Text extract:
While the mid-1990s saw an increase in the number of search engines and innovation, such did not necessarily equate to better search results. That each search engine used its own unique formula for searching the web meant that results varied from one engine to the next. Further, the criteria for judging relevancy of any given result was not very good, leading to many false positives for web searches. Based on the technology, there was almost too much information for the search engines to it useful.

Google was founded in 1998 and is currently the number one search engine and the second most visited web site on the Internet with about 275,000 daily searches.[29] Google has set itself apart through its PageRank[30] system for returning relevant search results. PageRank relies on the “uniquely democratic nature of the web” by counting inbound links to a site as a “vote.” A page is deemed popular if it has many votes. Thus, by tabulating the number of votes a web page has and weighing those votes by the popularity of the voter, Google is able to return the most relevant results from the popular sites as determined by web users. The theory is that individuals are good at deciding whether a page is relevant or not and that people will link to sites that provide useful information. Google is then able to sort through the large number of web rages by harnessing the people power of web users, who themselves have determined what pages are relevant.

Collected data entries
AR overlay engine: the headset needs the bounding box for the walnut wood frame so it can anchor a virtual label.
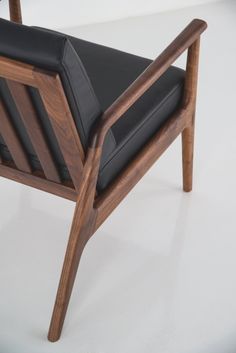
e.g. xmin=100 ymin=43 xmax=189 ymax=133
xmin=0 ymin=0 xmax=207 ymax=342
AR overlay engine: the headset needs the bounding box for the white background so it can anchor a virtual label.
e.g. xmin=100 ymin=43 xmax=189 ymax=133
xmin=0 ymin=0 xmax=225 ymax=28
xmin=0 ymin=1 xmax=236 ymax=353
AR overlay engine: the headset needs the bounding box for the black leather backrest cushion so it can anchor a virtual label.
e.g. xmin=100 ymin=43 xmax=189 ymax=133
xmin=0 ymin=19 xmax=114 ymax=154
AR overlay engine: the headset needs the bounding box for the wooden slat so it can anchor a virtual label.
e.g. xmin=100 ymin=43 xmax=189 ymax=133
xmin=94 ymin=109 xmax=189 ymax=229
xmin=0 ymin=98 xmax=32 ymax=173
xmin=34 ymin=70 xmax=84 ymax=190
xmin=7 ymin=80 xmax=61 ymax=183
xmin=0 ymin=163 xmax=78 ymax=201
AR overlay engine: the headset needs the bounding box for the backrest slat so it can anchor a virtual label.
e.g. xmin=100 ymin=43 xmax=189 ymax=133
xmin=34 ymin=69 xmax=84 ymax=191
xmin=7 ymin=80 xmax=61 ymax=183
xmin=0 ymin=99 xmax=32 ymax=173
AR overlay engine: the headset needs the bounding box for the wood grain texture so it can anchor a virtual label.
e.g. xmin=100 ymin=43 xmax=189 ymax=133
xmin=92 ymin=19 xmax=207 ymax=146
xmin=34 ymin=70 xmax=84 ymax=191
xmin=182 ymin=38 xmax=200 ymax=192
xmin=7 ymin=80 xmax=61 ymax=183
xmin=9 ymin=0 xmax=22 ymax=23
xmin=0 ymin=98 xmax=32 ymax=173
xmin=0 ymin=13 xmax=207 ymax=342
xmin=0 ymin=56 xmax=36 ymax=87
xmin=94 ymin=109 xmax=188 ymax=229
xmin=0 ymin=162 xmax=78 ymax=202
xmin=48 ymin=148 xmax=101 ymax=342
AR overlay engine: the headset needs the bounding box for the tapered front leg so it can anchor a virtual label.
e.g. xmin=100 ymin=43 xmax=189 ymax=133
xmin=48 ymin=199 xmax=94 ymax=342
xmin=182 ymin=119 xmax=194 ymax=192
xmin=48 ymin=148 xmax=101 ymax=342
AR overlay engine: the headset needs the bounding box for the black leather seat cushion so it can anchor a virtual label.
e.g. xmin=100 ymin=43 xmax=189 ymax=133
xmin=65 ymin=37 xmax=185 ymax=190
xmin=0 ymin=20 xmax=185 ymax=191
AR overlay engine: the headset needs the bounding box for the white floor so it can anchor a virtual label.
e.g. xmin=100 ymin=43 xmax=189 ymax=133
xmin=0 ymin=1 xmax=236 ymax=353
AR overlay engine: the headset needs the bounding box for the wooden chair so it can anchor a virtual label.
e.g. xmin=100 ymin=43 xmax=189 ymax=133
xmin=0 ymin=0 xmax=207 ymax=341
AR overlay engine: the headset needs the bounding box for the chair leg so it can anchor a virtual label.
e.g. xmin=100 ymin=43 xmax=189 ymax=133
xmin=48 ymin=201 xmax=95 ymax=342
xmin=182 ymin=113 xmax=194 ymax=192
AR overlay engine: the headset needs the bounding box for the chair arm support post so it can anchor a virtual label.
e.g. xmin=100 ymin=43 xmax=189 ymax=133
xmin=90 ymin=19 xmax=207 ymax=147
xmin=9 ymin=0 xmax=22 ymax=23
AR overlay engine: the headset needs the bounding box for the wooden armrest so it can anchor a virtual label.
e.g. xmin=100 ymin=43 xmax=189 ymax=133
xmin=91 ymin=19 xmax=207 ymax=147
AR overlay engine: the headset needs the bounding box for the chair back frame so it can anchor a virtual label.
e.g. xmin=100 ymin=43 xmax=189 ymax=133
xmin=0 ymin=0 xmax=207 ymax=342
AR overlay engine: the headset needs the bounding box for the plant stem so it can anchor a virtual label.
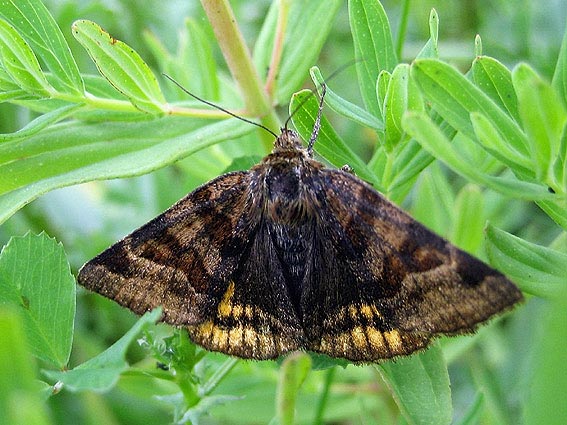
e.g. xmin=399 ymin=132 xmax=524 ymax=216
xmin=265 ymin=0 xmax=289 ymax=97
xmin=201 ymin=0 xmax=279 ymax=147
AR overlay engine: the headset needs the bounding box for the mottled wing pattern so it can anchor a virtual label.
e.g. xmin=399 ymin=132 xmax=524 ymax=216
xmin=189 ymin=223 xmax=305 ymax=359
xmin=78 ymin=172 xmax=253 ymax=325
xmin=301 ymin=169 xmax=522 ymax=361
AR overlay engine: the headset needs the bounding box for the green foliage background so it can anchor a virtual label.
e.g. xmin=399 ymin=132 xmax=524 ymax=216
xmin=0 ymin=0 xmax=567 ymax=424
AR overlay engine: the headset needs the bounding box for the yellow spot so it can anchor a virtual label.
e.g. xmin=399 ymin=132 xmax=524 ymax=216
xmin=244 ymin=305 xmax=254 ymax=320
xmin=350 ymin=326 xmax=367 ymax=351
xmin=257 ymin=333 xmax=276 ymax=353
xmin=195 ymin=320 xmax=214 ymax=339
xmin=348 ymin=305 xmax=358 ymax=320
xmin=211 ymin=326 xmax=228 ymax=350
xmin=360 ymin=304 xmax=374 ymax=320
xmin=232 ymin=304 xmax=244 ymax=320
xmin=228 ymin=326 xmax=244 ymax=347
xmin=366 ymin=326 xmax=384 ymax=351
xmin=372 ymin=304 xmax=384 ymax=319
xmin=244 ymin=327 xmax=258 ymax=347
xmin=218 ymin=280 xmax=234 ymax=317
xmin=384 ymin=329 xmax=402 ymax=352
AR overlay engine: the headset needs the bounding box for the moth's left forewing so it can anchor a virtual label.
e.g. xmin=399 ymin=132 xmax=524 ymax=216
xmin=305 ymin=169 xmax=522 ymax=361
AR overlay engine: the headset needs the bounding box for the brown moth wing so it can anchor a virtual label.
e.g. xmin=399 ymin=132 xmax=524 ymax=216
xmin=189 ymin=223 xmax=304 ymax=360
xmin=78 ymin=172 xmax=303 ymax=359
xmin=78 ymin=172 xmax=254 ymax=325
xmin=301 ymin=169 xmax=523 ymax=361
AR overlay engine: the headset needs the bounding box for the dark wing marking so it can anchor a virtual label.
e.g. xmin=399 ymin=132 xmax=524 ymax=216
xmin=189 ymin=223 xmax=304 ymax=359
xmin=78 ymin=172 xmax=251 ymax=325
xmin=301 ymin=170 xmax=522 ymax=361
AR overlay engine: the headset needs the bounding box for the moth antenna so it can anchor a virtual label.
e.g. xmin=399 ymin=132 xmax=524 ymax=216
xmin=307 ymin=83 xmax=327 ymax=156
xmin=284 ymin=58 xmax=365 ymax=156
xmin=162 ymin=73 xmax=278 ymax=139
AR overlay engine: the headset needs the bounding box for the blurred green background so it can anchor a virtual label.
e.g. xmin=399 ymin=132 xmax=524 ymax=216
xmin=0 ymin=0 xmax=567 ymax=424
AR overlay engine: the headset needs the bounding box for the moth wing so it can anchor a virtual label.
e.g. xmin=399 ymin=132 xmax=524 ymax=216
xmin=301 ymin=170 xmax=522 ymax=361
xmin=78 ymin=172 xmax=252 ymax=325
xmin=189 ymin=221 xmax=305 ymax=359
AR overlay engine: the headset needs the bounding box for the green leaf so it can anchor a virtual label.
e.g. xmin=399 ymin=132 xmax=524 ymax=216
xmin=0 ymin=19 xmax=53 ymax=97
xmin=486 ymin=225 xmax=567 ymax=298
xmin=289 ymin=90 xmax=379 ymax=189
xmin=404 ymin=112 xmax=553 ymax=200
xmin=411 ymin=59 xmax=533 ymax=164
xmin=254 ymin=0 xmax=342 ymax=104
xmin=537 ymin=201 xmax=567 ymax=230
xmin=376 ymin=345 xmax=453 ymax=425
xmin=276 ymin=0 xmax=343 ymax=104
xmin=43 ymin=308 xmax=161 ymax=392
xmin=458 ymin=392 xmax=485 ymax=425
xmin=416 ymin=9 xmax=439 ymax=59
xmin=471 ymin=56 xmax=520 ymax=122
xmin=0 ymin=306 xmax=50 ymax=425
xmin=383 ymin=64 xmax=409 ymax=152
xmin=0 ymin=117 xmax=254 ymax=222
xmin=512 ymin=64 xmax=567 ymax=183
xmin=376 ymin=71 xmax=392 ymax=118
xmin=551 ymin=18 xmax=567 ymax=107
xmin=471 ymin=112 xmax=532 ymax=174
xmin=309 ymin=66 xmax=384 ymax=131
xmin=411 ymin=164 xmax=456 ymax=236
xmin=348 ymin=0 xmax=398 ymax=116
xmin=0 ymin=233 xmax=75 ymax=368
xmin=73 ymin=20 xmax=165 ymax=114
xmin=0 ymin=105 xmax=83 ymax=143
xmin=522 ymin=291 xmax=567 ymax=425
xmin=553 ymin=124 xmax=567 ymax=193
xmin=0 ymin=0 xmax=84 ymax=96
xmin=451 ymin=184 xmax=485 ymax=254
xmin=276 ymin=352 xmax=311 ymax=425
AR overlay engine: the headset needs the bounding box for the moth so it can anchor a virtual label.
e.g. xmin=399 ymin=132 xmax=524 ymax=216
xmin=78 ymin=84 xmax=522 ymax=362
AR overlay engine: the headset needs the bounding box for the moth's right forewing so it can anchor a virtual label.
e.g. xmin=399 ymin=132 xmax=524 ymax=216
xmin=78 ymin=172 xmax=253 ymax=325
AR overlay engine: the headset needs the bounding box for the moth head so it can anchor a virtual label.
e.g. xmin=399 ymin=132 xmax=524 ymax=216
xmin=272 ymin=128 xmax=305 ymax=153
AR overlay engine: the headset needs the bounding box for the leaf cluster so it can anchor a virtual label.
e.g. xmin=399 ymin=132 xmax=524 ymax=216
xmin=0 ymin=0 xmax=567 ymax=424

==

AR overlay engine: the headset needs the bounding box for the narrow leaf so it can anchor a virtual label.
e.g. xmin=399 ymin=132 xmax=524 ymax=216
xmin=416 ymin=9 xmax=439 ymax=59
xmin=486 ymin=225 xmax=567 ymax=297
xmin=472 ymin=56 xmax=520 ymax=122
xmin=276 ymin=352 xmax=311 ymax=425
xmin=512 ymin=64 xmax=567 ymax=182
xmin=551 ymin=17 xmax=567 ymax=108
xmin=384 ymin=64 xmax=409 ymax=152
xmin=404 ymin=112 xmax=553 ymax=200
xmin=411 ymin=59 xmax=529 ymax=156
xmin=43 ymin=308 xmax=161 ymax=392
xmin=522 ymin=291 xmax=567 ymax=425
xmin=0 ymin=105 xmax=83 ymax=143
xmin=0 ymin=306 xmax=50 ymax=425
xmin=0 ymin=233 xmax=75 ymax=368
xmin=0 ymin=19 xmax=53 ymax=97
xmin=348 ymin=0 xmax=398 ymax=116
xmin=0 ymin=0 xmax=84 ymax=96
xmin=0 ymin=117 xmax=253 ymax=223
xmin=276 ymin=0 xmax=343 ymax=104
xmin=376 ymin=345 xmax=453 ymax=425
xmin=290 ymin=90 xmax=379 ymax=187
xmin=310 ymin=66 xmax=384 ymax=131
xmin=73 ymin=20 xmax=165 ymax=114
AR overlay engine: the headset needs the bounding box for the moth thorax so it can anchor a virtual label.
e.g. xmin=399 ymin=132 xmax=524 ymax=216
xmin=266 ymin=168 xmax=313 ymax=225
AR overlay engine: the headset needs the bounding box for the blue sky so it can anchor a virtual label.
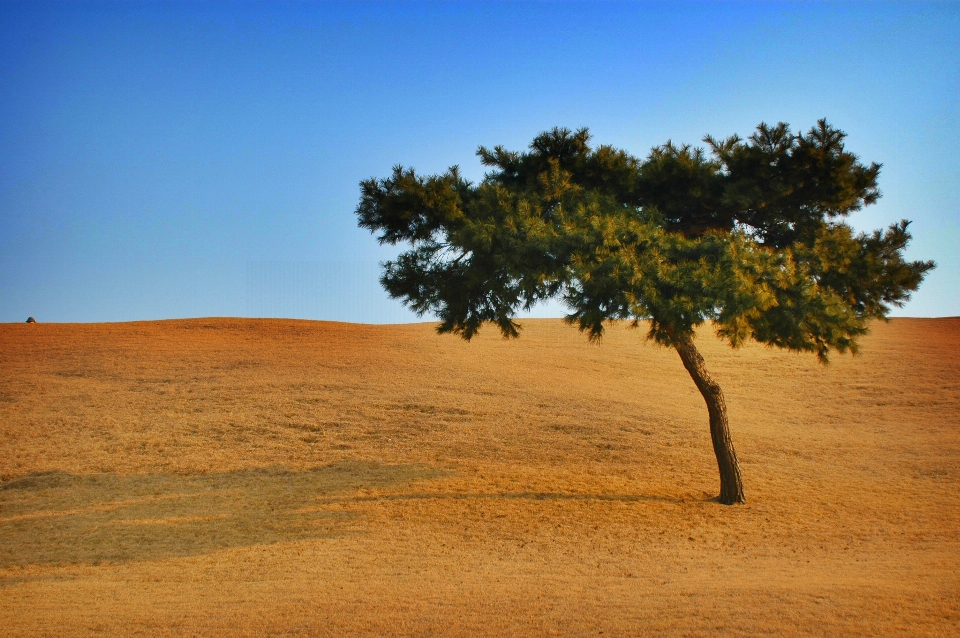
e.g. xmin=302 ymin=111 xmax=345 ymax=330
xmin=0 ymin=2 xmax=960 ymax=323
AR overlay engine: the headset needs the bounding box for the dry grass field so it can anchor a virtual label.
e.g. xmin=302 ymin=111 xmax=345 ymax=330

--

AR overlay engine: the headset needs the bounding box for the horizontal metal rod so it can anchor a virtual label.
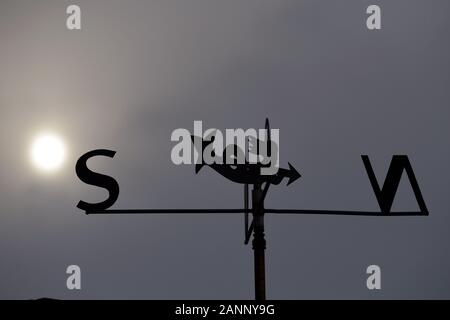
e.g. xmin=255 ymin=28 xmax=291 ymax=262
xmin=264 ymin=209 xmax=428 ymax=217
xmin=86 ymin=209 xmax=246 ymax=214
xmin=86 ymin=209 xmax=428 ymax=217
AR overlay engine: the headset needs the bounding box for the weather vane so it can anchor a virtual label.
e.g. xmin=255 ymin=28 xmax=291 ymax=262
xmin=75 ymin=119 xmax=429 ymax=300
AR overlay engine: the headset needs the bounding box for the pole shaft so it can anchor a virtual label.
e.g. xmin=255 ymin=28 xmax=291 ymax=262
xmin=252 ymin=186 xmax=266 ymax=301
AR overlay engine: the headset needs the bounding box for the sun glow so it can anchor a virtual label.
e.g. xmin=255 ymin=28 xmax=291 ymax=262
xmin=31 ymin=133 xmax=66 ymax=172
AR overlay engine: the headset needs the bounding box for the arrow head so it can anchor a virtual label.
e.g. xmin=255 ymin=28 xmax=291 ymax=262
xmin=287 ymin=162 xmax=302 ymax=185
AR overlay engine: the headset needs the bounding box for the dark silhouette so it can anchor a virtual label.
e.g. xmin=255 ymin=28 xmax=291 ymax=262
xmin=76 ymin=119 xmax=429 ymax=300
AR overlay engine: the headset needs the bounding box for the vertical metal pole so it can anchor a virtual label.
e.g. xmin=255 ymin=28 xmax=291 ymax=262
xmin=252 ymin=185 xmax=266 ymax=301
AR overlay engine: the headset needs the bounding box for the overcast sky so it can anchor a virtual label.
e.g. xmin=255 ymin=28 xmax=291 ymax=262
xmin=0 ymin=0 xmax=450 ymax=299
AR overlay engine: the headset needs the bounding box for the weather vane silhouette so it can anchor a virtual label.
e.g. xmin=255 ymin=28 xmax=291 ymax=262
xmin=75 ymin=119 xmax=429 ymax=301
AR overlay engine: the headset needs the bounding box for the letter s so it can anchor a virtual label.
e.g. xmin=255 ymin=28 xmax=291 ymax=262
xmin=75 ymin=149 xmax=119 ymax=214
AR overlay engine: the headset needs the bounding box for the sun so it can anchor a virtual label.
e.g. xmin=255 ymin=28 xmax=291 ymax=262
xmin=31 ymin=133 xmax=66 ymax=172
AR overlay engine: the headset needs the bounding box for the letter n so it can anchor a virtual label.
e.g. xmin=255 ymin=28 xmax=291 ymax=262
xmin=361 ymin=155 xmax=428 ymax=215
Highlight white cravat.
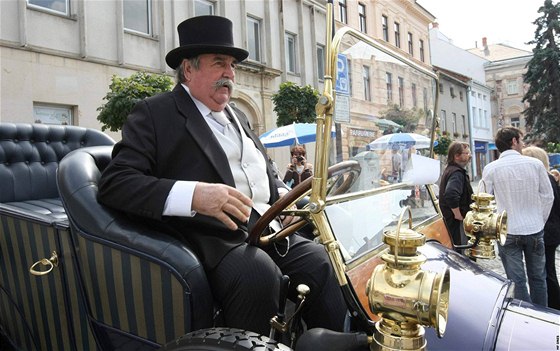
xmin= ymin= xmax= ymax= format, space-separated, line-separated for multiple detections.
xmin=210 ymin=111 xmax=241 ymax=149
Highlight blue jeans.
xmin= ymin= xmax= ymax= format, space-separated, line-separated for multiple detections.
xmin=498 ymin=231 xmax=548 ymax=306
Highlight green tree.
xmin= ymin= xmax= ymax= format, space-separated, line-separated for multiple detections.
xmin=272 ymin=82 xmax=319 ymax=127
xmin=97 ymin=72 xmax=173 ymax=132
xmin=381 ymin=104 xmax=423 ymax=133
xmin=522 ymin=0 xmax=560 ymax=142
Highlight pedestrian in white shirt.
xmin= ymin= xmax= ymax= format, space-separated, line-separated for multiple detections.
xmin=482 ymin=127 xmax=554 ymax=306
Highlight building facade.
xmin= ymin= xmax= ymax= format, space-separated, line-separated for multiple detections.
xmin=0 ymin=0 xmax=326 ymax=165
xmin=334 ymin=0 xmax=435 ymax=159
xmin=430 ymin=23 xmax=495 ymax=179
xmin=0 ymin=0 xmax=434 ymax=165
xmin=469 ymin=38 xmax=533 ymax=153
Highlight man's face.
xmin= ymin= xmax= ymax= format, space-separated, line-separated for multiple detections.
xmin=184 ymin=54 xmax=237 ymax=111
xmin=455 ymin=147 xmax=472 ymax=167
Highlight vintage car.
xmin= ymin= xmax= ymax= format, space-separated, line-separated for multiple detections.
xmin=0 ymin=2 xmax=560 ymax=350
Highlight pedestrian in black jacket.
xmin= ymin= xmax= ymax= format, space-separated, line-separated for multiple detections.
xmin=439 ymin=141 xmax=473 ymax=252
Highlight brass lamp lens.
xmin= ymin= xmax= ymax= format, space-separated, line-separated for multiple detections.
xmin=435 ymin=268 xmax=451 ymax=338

Exercise instructions:
**1)** In the search engine text, what does PageRank count as a "vote" for a site?
**2)** From the listing, output the lines from the one with "the green leaf" up to and including the one with "xmin=309 ymin=66 xmax=384 ymax=131", unchanged.
The search engine text and the listing are unrelated to each other.

Answers given:
**1)** Inbound links to the site.

**2)**
AR overlay engine: the headset needs the bounding box for the green leaf so it can anchor a virtual label.
e.g. xmin=399 ymin=132 xmax=524 ymax=216
xmin=0 ymin=19 xmax=53 ymax=97
xmin=486 ymin=225 xmax=567 ymax=298
xmin=289 ymin=90 xmax=379 ymax=189
xmin=404 ymin=112 xmax=553 ymax=200
xmin=411 ymin=59 xmax=533 ymax=164
xmin=254 ymin=0 xmax=342 ymax=104
xmin=537 ymin=201 xmax=567 ymax=230
xmin=376 ymin=345 xmax=453 ymax=425
xmin=276 ymin=0 xmax=343 ymax=104
xmin=43 ymin=308 xmax=161 ymax=392
xmin=458 ymin=392 xmax=485 ymax=425
xmin=416 ymin=9 xmax=439 ymax=59
xmin=471 ymin=56 xmax=520 ymax=122
xmin=0 ymin=306 xmax=50 ymax=425
xmin=383 ymin=64 xmax=409 ymax=152
xmin=0 ymin=117 xmax=254 ymax=222
xmin=512 ymin=64 xmax=567 ymax=183
xmin=376 ymin=71 xmax=392 ymax=118
xmin=551 ymin=18 xmax=567 ymax=107
xmin=471 ymin=112 xmax=532 ymax=174
xmin=309 ymin=66 xmax=384 ymax=131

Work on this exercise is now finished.